* **Explore the material**:
1) According to the article on Amazon's AI hiring tool, what is the tool called?
2) Extend the article on Amazon's AI hiring tool from where it stops.

Amazon launches AI hiring tool to recruit seasonal workers faster
Amazon says its new hiring software will speed interviews and make them more consistent, but it also automates more of the screening of 250,000 seasonal workers.

Amazon is pitching software to “humanize” hiring by automating more of it. The company’s new tool, Connect Talent, is designed to run structured voice interviews with AI agents, score candidates consistently and help Amazon process the hundreds of thousands of seasonal workers it needs for the holiday rush.
Amazon Web Services said Connect Talent is in Preview and lets candidates interview 24/7 from any device while recruiters review AI-generated scores, transcripts and detailed candidate evaluations. Amazon said applicants will be told they are being screened by AI. Colleen Aubrey, a senior AWS executive, said the experience is still being refined so it sounds more convincingly human.
That tension sits at the center of Amazon’s latest push into agentic AI, software that can plan, decide and act with little or no human intervention. Amazon paired the hiring tool with what it calls “humorphism,” a design philosophy meant to adapt technology to the way people work rather than forcing people to adapt to machines. In practice, the promise is speed. For workers, the question is whether the system also improves fairness, or simply helps one of the country’s largest employers sort labor at scale.

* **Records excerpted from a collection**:
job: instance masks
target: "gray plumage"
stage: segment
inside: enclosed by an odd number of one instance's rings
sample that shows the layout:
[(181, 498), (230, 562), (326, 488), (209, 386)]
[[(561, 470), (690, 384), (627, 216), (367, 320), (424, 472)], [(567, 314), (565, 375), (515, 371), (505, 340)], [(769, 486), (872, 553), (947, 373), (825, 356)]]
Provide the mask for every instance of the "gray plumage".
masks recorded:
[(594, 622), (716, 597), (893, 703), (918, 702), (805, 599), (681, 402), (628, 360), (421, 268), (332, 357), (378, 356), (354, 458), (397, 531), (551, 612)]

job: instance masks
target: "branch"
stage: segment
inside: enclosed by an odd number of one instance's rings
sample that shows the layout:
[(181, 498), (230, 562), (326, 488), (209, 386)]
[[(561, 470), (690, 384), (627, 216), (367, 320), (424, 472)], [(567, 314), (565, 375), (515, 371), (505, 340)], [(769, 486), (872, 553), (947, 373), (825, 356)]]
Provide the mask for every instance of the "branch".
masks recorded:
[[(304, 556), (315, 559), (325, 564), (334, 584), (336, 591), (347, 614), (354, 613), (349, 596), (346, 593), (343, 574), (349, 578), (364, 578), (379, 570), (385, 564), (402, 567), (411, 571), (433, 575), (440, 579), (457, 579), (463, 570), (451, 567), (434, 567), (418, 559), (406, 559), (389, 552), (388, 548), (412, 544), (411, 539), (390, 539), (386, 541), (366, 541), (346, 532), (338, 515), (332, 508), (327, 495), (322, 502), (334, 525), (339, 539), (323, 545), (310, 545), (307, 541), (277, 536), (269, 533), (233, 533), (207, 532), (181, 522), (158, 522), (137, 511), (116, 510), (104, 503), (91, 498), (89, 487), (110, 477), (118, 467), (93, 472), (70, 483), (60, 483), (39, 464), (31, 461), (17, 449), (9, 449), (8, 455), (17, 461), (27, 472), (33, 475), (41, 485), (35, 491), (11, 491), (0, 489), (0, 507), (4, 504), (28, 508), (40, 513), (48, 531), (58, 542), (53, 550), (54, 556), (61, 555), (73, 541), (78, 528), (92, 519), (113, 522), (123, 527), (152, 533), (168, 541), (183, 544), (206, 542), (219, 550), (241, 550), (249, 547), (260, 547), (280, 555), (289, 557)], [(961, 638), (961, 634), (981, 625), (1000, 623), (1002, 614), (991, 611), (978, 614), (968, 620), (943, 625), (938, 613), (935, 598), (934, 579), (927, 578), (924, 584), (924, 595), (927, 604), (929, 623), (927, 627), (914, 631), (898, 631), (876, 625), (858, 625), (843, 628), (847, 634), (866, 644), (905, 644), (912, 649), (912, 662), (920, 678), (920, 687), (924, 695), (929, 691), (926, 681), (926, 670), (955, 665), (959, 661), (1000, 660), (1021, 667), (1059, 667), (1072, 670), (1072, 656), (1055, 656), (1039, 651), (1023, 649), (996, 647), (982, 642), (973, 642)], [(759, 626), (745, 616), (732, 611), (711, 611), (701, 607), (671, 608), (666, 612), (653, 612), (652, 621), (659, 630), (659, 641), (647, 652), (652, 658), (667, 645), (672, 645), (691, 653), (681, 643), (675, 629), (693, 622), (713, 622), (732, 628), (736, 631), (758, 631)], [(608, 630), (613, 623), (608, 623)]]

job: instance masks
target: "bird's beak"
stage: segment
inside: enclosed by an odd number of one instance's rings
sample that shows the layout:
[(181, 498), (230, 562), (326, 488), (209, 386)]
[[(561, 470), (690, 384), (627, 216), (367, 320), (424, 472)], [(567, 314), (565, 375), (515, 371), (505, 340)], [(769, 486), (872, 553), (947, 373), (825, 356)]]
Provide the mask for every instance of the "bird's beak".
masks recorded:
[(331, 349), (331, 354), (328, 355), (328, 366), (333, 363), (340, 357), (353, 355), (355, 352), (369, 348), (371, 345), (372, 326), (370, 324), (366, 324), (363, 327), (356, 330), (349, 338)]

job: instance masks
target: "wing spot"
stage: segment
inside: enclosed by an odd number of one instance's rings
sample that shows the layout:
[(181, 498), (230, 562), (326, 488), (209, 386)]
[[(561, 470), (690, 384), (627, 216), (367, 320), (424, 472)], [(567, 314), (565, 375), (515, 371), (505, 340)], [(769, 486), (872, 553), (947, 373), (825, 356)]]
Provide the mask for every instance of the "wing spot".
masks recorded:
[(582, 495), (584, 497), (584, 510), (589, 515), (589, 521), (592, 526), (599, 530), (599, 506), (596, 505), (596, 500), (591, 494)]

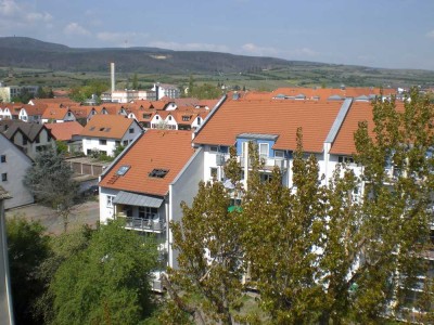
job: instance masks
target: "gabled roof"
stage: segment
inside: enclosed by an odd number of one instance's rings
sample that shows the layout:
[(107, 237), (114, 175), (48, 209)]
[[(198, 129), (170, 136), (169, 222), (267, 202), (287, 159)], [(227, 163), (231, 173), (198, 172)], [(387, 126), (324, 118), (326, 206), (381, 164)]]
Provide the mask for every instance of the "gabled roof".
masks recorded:
[(48, 130), (43, 125), (16, 120), (9, 126), (4, 134), (8, 136), (8, 139), (12, 139), (16, 132), (22, 132), (25, 136), (27, 136), (28, 140), (34, 142), (42, 129), (46, 129), (50, 133), (50, 130)]
[[(104, 172), (100, 186), (164, 196), (193, 153), (190, 131), (149, 130)], [(123, 166), (129, 168), (118, 176)], [(150, 177), (155, 170), (167, 173), (163, 178)]]
[(43, 119), (64, 119), (66, 114), (71, 112), (68, 108), (48, 107), (42, 114)]
[(80, 134), (82, 126), (77, 121), (66, 121), (64, 123), (44, 123), (46, 128), (51, 131), (54, 140), (68, 141), (73, 135)]
[(122, 139), (128, 129), (137, 123), (123, 115), (95, 115), (82, 129), (81, 136)]
[[(397, 110), (404, 110), (403, 102), (395, 102)], [(356, 145), (354, 143), (354, 133), (357, 131), (359, 121), (368, 122), (369, 135), (374, 136), (373, 133), (373, 115), (372, 105), (369, 102), (353, 102), (341, 126), (335, 141), (332, 144), (330, 154), (352, 155), (356, 153)]]
[(193, 142), (233, 145), (241, 133), (278, 134), (275, 148), (295, 150), (301, 127), (304, 150), (320, 153), (341, 106), (342, 102), (229, 99), (202, 126)]

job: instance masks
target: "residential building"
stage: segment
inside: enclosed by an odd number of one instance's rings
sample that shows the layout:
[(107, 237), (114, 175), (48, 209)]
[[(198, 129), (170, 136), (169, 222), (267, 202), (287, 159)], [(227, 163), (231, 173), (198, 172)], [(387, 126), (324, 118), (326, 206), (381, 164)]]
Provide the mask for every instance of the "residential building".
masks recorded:
[(0, 102), (10, 103), (15, 96), (22, 95), (24, 92), (36, 96), (39, 86), (5, 86), (0, 87)]
[(38, 152), (55, 147), (50, 130), (43, 125), (16, 120), (7, 126), (4, 135), (33, 159)]
[(141, 131), (135, 119), (122, 115), (95, 115), (79, 134), (82, 152), (85, 155), (98, 152), (113, 156), (116, 146), (128, 145)]
[[(125, 218), (127, 229), (154, 234), (164, 260), (176, 264), (168, 222), (180, 219), (181, 200), (191, 203), (197, 191), (200, 152), (191, 146), (189, 131), (142, 133), (101, 176), (100, 221)], [(180, 177), (192, 164), (194, 174)]]
[(12, 287), (4, 217), (4, 202), (8, 198), (10, 198), (9, 193), (0, 185), (0, 324), (13, 325), (15, 322), (13, 315)]
[(33, 160), (21, 148), (0, 133), (0, 186), (11, 195), (4, 202), (5, 209), (34, 203), (30, 191), (24, 186), (23, 180)]
[(67, 145), (69, 153), (82, 152), (81, 140), (76, 140), (84, 129), (79, 122), (68, 121), (64, 123), (46, 123), (44, 126), (50, 130), (51, 136), (55, 141), (62, 141)]
[(157, 101), (159, 101), (164, 96), (167, 96), (169, 99), (179, 99), (180, 98), (179, 88), (176, 87), (175, 84), (157, 82), (157, 83), (154, 83), (152, 91), (155, 91)]

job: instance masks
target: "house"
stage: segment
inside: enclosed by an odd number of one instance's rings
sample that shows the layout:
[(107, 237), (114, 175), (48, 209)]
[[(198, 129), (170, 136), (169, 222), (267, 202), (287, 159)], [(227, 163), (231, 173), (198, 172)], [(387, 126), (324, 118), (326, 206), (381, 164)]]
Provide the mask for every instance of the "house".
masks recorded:
[(21, 96), (24, 92), (36, 96), (39, 86), (5, 86), (0, 87), (0, 102), (10, 103), (16, 96)]
[(82, 152), (85, 155), (99, 152), (113, 156), (116, 146), (128, 145), (141, 131), (135, 119), (122, 115), (95, 115), (79, 134)]
[(44, 110), (44, 105), (22, 105), (18, 113), (18, 119), (26, 122), (40, 123), (42, 121), (42, 114)]
[(8, 260), (7, 226), (4, 217), (4, 202), (8, 198), (10, 198), (9, 193), (0, 185), (0, 324), (13, 325), (15, 323), (13, 315), (12, 288)]
[[(186, 166), (197, 165), (191, 132), (148, 130), (131, 143), (101, 176), (100, 221), (125, 218), (126, 227), (154, 234), (162, 255), (176, 264), (170, 248), (169, 220), (180, 219), (180, 199), (197, 191), (201, 168), (180, 177)], [(179, 195), (182, 193), (183, 195)], [(176, 217), (174, 217), (174, 209)], [(168, 255), (166, 253), (168, 252)]]
[(180, 98), (181, 94), (179, 88), (176, 87), (175, 84), (159, 83), (159, 82), (154, 83), (152, 91), (155, 91), (157, 101), (159, 101), (164, 96), (167, 96), (169, 99), (178, 99)]
[(34, 203), (30, 191), (24, 186), (23, 179), (33, 160), (23, 151), (0, 133), (0, 186), (11, 195), (4, 202), (5, 209)]
[(42, 123), (62, 123), (65, 121), (76, 120), (71, 108), (66, 107), (47, 107), (42, 114)]
[(16, 120), (8, 125), (4, 135), (30, 158), (49, 146), (55, 147), (50, 130), (43, 125)]
[(55, 141), (64, 142), (69, 153), (82, 152), (81, 140), (75, 140), (76, 135), (80, 134), (84, 127), (77, 121), (68, 121), (64, 123), (46, 123), (50, 130), (52, 138)]

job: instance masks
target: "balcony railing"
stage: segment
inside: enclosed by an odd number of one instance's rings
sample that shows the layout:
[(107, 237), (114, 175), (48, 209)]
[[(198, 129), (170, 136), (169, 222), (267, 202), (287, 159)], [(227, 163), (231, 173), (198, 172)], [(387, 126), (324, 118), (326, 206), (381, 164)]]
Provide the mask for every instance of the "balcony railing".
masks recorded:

* **Your responses**:
1) Connect Talent

2)
The stakes are high. Amazon said on October 13, 2025, that it planned to hire 250,000 people in the United States for the holiday season. Seasonal employees were set to earn over $19 an hour on average, while full- and part-time workers were to earn an average of $23 an hour with benefits. That kind of hiring volume creates pressure to automate screening, reduce bottlenecks and fill shifts fast, especially as retail demand spikes.
Amazon said it has used AI and machine learning in hiring for years to help job seekers find roles and complete online assessments, and the company has previously said those tools were intended to improve fairness and give applicants more flexibility. The new system goes further, shifting part of the interview process itself to software. Amazon’s materials say Connect Talent uses science-backed assessments and consistent scoring, but the company has not detailed how applicants can challenge an AI-led interview or contest a score that shapes whether they move forward.
The launch also reflects a larger strategic race in enterprise AI. Amazon said its expanded Amazon Connect lineup now includes four purpose-built agentic AI products: Decisions for supply chains, Talent for hiring, Customer for customer experience and Health for health care. The rollout came as AWS chief executive Matt Garman and OpenAI executives were expected to appear at the event, underscoring how closely Amazon’s cloud business is tied to the wider AI ecosystem.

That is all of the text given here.